[DOCUMENT EXTRACT]:
If you haven't already, be sure to read part 1 of this article.
The Fear – Invalid Class Action Notice
Hundreds of thousands, perhaps millions, of class action notices mailed for a single case.. Different types of class actions have different notice requirements. And these requirements change at various stages of class actions. What is the appropriate notice to different kinds of class actions, different stages of the same lawsuit? Why are they different?
Spoiler Alert: Central theme. Protect the interest of absent class members. They are bound by a class action settlement or judgment. In the end, the court holds responsibility to ensure legally adequate notice. Judges, litigants fear --- deficient notice exposes the settlement or judgment to collateral attack.
So, it better be done right.
The New Landscape of Rule 23 Notice
In short, the new rules change finally appreciates in law the technological changes in communications by creating a new standard of “United States mail, electronic means, or other appropriate means,” meaning no particular means --- particularly expensive U.S. mail, is statutorily preferred any longer. Or, the internet is part of everyone’s life, let the law finally live in reality.
Notice Requirements Vary for Different Types of Class Actions
There are many different types of class actions, each with their own set of rules. For an in-depth review of the differing types of class actions, please refer Class Action 102 – The Different Types of Class Actions. In summary, some class actions have no ‘opt-out’ rights. (For more information about ‘opt-out,’ Refer I Received a Class Action Notice – Opt-Out or Stay In?)

[ENTRIES PROVIDED]:
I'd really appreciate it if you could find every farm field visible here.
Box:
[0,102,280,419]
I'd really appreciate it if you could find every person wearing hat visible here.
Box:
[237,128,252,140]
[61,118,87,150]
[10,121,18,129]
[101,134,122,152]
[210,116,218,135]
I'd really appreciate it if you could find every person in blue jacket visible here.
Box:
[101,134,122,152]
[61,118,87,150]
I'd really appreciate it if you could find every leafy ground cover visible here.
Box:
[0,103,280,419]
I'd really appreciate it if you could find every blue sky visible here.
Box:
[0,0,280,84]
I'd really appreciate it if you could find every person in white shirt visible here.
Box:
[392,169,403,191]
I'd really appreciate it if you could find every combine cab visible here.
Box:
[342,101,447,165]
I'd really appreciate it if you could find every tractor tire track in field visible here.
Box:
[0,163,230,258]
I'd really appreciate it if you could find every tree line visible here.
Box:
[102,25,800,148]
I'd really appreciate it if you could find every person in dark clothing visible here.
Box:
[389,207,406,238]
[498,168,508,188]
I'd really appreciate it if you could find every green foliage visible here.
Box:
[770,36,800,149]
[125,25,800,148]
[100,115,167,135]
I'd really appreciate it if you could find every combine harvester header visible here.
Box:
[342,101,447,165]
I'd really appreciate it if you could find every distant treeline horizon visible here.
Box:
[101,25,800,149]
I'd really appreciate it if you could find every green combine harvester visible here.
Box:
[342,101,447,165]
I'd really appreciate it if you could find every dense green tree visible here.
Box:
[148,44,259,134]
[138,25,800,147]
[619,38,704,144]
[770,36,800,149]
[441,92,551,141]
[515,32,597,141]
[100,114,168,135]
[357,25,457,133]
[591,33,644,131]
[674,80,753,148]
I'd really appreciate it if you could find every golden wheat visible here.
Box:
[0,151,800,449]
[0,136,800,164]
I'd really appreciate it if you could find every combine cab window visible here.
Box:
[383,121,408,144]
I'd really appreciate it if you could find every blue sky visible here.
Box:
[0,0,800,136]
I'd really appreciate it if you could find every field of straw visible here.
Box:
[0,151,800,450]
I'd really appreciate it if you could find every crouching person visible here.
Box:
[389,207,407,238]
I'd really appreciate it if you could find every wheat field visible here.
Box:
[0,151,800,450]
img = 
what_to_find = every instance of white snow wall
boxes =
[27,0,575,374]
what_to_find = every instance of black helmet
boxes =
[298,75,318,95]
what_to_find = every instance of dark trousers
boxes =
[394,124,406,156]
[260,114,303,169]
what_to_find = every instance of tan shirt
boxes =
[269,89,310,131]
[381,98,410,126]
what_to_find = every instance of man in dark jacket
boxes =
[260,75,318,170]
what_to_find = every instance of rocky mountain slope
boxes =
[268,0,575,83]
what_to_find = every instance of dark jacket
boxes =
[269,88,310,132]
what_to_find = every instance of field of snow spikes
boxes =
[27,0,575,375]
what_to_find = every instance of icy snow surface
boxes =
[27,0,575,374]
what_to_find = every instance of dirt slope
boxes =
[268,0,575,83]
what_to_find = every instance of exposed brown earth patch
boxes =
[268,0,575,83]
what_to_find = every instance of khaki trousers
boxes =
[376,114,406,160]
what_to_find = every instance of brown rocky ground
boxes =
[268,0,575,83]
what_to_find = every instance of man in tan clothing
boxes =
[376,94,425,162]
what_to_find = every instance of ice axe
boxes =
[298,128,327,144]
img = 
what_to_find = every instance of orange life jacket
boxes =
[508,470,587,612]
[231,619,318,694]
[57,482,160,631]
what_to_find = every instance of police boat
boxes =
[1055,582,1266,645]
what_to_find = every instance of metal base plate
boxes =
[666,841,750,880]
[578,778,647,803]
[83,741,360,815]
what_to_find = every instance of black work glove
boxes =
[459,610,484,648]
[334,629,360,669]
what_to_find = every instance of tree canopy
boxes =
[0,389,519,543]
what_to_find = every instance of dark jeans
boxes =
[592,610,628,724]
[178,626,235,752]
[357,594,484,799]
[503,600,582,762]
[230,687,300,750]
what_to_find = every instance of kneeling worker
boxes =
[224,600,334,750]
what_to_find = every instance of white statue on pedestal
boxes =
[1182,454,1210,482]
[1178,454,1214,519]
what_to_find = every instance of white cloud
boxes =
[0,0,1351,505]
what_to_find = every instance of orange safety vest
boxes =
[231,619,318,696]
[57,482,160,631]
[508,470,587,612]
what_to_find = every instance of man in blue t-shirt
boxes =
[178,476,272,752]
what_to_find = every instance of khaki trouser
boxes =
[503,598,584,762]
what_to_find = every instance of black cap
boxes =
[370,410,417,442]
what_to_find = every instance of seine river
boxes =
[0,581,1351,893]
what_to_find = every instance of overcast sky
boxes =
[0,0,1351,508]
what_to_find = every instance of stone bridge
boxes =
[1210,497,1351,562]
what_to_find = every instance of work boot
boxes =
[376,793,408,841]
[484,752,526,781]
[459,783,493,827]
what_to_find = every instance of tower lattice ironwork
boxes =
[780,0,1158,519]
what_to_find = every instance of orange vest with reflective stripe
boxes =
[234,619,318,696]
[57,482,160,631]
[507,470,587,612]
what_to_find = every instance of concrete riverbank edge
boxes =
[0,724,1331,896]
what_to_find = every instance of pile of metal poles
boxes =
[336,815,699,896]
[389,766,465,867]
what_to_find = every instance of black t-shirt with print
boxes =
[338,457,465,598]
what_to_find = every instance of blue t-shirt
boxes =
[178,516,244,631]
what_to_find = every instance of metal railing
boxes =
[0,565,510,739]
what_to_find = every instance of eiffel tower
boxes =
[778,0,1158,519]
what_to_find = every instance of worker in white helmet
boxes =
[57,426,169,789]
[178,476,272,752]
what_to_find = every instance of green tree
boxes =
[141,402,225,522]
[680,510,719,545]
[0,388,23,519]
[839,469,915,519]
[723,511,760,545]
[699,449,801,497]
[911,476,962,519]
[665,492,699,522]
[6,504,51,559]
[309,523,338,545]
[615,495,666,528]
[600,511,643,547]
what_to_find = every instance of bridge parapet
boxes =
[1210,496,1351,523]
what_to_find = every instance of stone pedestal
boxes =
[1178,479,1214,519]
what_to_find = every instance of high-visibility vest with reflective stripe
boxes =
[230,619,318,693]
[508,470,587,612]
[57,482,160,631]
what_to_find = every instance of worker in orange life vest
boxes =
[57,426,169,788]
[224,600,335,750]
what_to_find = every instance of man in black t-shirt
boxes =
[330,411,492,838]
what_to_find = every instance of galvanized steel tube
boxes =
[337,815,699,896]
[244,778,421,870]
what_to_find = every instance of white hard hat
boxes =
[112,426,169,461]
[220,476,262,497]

[TASK OBJECTIVE]:
Extract the stretch from "Spoiler Alert: Central" through "live in reality." in the class action notice article, copying it word for word. The lines are separate material and have nothing to do with the class action notice article.

[RESULT OF THIS EXERCISE]:
Spoiler Alert: Central theme. Protect the interest of absent class members. They are bound by a class action settlement or judgment. In the end, the court holds responsibility to ensure legally adequate notice. Judges, litigants fear --- deficient notice exposes the settlement or judgment to collateral attack.
So, it better be done right.
The New Landscape of Rule 23 Notice
In short, the new rules change finally appreciates in law the technological changes in communications by creating a new standard of “United States mail, electronic means, or other appropriate means,” meaning no particular means --- particularly expensive U.S. mail, is statutorily preferred any longer. Or, the internet is part of everyone’s life, let the law finally live in reality.